[Aim of the exercise] Count the lines in the entries below that contain the string "tree". Give only the number.
>>
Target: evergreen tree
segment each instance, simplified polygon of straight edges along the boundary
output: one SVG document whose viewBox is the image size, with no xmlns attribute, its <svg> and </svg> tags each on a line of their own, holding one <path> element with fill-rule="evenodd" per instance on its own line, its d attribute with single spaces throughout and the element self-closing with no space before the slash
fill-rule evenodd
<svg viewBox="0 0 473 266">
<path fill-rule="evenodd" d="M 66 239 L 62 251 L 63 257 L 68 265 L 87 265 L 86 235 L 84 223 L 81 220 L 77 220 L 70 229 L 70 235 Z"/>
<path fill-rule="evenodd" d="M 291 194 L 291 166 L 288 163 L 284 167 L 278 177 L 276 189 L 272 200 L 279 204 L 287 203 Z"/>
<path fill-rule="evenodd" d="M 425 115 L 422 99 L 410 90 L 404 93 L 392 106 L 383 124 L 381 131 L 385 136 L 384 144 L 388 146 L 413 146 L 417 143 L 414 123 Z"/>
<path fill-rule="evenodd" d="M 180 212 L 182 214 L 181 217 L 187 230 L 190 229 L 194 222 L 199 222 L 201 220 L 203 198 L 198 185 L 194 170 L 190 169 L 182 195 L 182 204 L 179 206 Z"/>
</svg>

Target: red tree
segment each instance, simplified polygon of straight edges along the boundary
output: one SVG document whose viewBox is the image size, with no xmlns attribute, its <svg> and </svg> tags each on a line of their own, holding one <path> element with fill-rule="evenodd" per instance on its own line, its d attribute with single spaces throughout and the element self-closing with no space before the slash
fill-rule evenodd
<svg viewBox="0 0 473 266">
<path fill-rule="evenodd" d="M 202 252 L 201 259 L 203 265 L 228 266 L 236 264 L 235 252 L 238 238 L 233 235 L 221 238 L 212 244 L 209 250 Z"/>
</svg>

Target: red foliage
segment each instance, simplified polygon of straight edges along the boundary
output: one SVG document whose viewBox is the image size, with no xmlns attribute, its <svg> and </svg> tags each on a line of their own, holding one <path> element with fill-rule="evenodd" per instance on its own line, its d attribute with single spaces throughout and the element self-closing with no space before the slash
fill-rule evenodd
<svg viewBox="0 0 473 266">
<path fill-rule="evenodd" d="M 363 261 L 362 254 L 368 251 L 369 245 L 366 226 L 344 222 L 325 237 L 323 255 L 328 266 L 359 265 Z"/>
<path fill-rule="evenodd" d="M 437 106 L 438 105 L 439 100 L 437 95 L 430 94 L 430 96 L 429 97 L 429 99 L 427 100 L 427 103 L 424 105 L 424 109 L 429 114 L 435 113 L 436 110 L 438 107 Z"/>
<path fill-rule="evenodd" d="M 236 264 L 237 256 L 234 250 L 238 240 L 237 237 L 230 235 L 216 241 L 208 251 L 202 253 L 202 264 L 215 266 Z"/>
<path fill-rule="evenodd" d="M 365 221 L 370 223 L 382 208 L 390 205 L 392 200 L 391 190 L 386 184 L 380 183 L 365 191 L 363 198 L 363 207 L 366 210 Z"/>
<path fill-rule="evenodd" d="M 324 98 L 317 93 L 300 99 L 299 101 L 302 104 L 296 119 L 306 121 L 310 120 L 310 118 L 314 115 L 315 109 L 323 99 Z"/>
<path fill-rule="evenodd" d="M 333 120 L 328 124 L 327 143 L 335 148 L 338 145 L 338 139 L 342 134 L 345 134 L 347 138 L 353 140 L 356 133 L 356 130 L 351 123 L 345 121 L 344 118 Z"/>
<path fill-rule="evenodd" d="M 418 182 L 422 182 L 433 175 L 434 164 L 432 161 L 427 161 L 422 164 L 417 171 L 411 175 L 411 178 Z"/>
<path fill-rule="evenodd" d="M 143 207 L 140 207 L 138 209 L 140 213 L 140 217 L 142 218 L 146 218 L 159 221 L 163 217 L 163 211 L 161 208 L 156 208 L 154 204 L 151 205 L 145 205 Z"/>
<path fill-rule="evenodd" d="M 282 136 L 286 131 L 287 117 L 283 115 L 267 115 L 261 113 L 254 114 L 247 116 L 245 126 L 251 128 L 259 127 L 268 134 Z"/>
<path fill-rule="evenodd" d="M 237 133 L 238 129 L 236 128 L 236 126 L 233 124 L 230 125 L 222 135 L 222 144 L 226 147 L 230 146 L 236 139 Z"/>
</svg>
<<
[Solution to the exercise] 2